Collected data

+===+

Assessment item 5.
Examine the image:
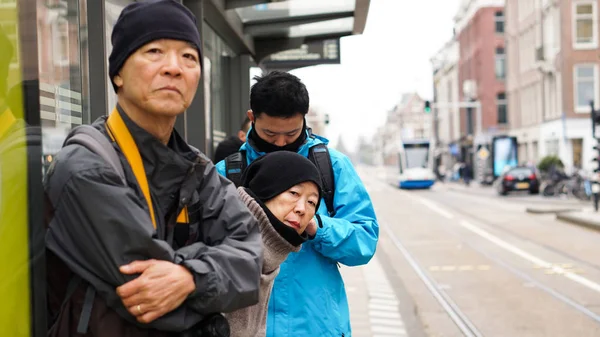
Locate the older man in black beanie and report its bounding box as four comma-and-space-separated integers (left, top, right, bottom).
44, 1, 262, 336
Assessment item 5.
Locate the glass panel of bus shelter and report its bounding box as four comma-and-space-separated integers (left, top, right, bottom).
38, 0, 90, 177
1, 0, 45, 335
203, 23, 236, 152
105, 0, 134, 114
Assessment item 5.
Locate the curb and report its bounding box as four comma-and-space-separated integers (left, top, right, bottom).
525, 207, 580, 214
447, 186, 490, 195
556, 212, 600, 232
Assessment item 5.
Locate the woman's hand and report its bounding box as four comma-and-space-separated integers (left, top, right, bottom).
305, 218, 318, 237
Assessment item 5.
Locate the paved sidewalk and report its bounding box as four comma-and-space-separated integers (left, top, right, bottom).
556, 207, 600, 232
341, 254, 408, 337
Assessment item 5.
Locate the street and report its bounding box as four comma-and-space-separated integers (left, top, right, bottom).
342, 165, 600, 337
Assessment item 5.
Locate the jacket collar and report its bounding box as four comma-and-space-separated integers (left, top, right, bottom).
114, 105, 196, 197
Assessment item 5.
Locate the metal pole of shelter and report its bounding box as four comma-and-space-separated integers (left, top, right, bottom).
591, 100, 599, 211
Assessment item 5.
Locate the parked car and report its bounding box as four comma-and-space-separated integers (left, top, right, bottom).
496, 166, 539, 195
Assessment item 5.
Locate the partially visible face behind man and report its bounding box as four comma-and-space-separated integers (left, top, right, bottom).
248, 110, 304, 147
264, 181, 319, 234
237, 120, 251, 142
113, 39, 201, 118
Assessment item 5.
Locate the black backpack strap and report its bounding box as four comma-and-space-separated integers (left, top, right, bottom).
47, 275, 95, 335
77, 285, 96, 334
47, 274, 81, 331
65, 125, 127, 186
308, 144, 336, 217
225, 150, 247, 187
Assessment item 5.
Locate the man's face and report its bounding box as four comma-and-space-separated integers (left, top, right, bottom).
113, 39, 201, 117
248, 110, 304, 146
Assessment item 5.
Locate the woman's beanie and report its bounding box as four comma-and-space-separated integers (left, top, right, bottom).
241, 151, 323, 208
108, 0, 202, 92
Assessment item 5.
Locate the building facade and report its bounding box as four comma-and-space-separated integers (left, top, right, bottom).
305, 107, 328, 137
454, 0, 507, 166
506, 0, 600, 171
432, 39, 461, 169
394, 93, 431, 141
375, 93, 432, 167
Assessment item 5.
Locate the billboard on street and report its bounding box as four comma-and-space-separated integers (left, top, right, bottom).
492, 136, 518, 177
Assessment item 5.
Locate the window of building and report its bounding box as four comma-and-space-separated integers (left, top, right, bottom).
572, 138, 583, 168
546, 139, 559, 156
495, 47, 506, 80
466, 107, 474, 135
574, 64, 599, 112
495, 11, 504, 33
497, 92, 507, 124
573, 2, 597, 49
52, 19, 70, 67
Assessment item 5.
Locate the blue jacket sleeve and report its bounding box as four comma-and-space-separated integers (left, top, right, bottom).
309, 151, 379, 266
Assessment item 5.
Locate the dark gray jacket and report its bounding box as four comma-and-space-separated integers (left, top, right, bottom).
44, 108, 263, 334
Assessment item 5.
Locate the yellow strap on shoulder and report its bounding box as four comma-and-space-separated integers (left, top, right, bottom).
106, 108, 158, 228
106, 107, 188, 229
177, 208, 189, 223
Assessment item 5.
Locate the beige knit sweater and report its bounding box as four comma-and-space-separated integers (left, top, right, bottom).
225, 187, 301, 337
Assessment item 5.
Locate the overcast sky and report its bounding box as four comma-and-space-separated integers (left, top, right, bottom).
289, 0, 461, 151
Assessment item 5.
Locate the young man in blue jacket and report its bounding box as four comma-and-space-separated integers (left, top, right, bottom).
216, 71, 379, 336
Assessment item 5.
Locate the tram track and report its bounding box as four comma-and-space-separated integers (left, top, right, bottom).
382, 223, 484, 337
427, 188, 600, 275
379, 188, 600, 336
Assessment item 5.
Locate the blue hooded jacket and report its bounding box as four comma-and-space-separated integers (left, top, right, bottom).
215, 131, 379, 336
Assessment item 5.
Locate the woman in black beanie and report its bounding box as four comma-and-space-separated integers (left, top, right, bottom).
225, 151, 322, 337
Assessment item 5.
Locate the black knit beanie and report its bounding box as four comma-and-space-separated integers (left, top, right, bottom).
108, 0, 202, 92
241, 152, 323, 208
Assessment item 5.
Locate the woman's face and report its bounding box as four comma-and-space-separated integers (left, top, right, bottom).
264, 181, 320, 234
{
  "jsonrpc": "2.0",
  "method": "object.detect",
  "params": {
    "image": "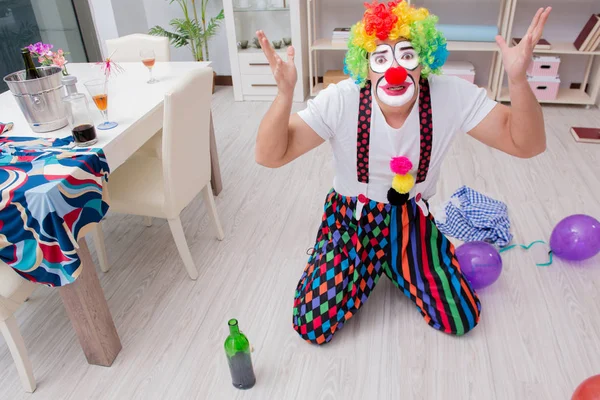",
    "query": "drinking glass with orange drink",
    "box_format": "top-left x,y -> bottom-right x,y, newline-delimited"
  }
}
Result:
140,49 -> 157,84
84,79 -> 118,130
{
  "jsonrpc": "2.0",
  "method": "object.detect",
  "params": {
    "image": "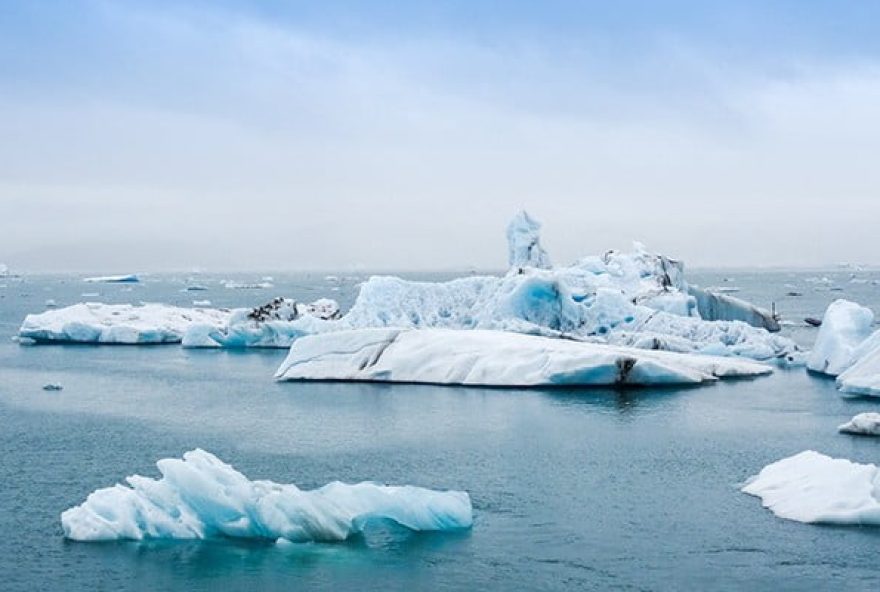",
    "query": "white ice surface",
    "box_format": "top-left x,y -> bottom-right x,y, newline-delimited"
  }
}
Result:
838,413 -> 880,436
83,274 -> 139,283
19,303 -> 230,344
836,332 -> 880,397
742,451 -> 880,525
807,299 -> 874,375
61,449 -> 472,542
21,299 -> 340,346
275,327 -> 771,387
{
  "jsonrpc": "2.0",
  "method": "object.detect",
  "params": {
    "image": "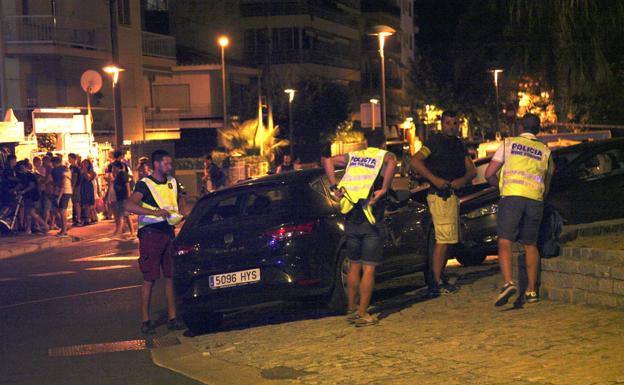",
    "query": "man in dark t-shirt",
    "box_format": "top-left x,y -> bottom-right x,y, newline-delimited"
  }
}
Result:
125,150 -> 185,334
410,111 -> 476,296
68,153 -> 82,226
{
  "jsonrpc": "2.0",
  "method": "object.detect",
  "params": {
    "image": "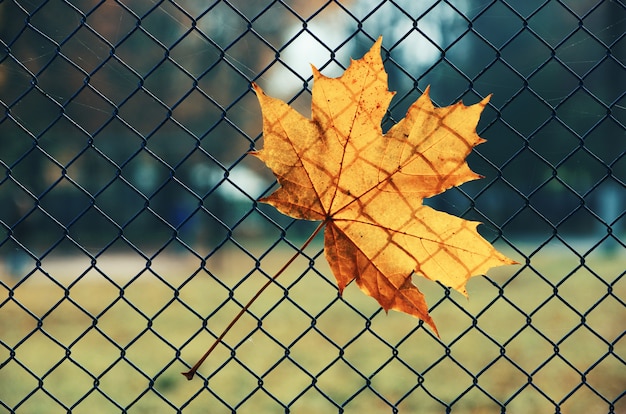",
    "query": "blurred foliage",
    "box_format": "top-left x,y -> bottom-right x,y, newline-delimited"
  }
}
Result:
0,0 -> 624,258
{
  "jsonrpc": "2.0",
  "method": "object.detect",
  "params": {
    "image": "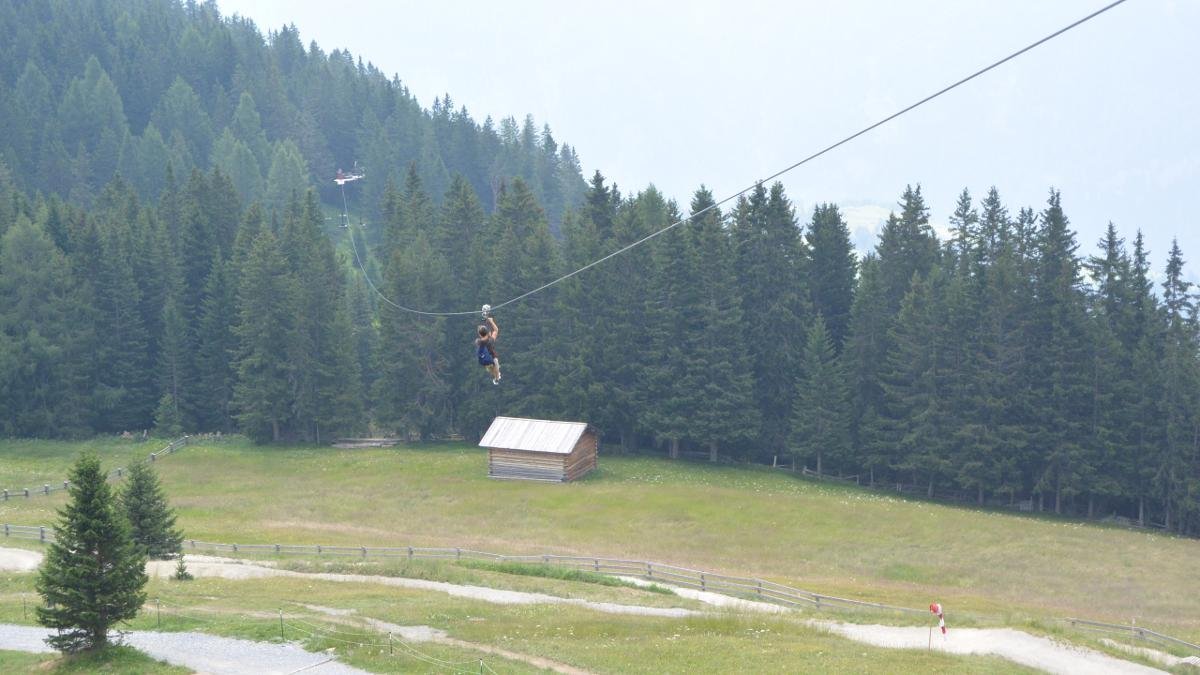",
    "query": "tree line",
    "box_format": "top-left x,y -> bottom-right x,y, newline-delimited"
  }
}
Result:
0,164 -> 1197,535
0,0 -> 1195,535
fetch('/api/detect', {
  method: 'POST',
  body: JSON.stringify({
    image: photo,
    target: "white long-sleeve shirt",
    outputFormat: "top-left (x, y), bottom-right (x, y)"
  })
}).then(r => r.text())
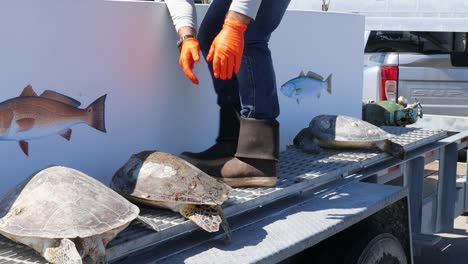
top-left (165, 0), bottom-right (262, 32)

+===+

§ **EXERCISE DIRECTIONS**: Copy out each line of the data containing the string "white".

§ **TASK OUTPUT**:
    "query": "white ice surface",
    target: "white long-sleeve shirt",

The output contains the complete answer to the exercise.